**TASK OBJECTIVE**
All lines of the material that contain "Target" must be copied out.

**SOURCE MATERIAL**
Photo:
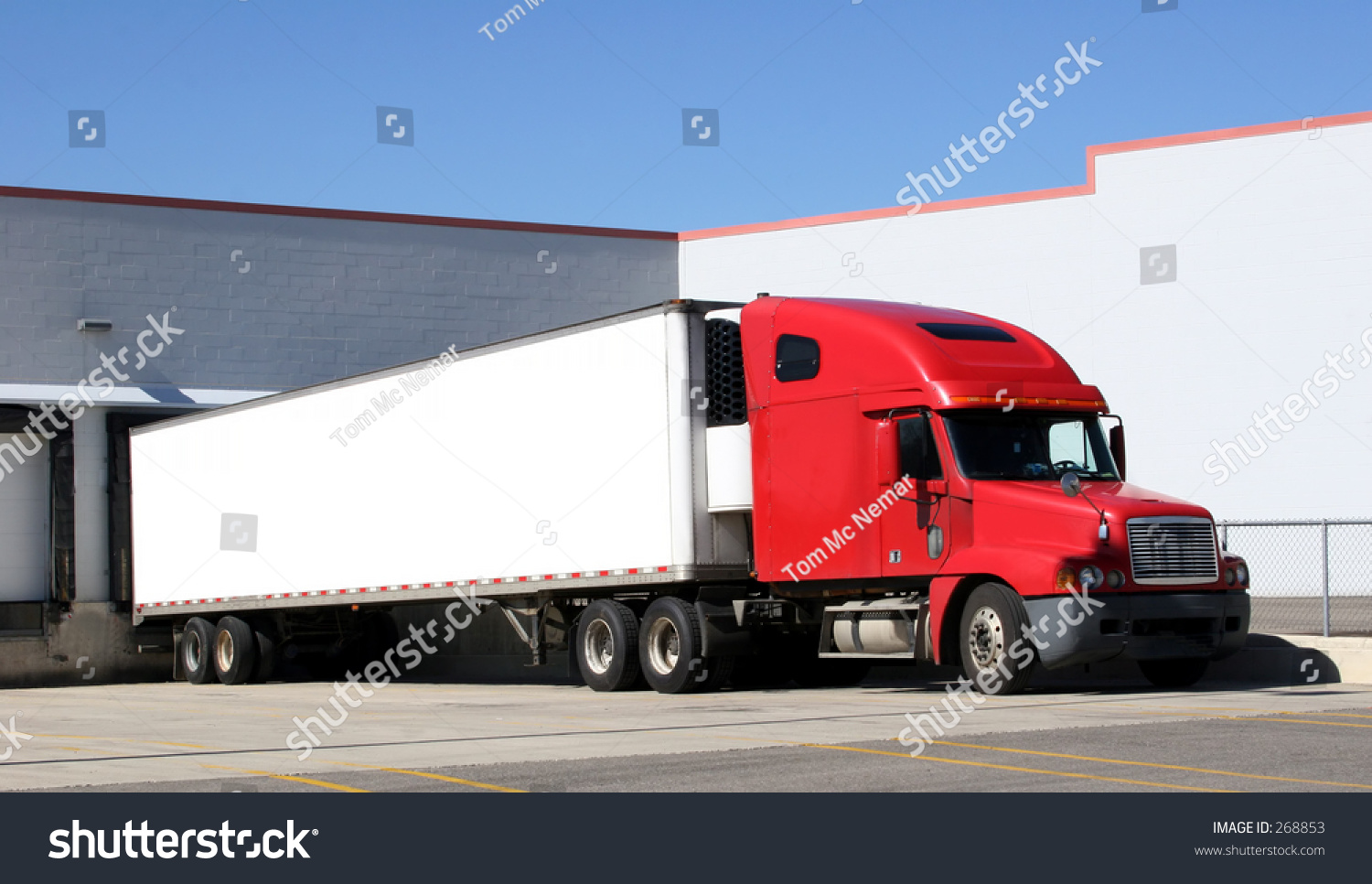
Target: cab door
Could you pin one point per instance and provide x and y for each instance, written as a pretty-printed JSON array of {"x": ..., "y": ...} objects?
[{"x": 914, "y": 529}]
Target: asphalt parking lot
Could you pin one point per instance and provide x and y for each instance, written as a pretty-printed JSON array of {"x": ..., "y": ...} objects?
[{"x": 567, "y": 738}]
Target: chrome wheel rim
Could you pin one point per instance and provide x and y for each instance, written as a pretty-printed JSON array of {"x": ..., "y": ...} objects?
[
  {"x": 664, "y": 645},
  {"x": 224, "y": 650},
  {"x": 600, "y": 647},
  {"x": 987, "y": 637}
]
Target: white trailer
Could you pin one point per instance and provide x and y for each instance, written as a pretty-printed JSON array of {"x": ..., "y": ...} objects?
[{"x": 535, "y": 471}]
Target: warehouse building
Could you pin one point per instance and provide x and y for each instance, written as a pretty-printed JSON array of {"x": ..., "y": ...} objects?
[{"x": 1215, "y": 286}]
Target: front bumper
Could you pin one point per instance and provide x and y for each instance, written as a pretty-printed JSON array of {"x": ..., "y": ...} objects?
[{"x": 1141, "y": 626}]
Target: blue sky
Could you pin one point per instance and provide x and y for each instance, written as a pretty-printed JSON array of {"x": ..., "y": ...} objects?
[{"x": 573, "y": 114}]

**EXPECTED OUTPUT**
Target: cab door
Target: asphalt parking lot
Target: chrome wheel rim
Target: white trailer
Target: warehouse building
Target: front bumper
Target: blue sky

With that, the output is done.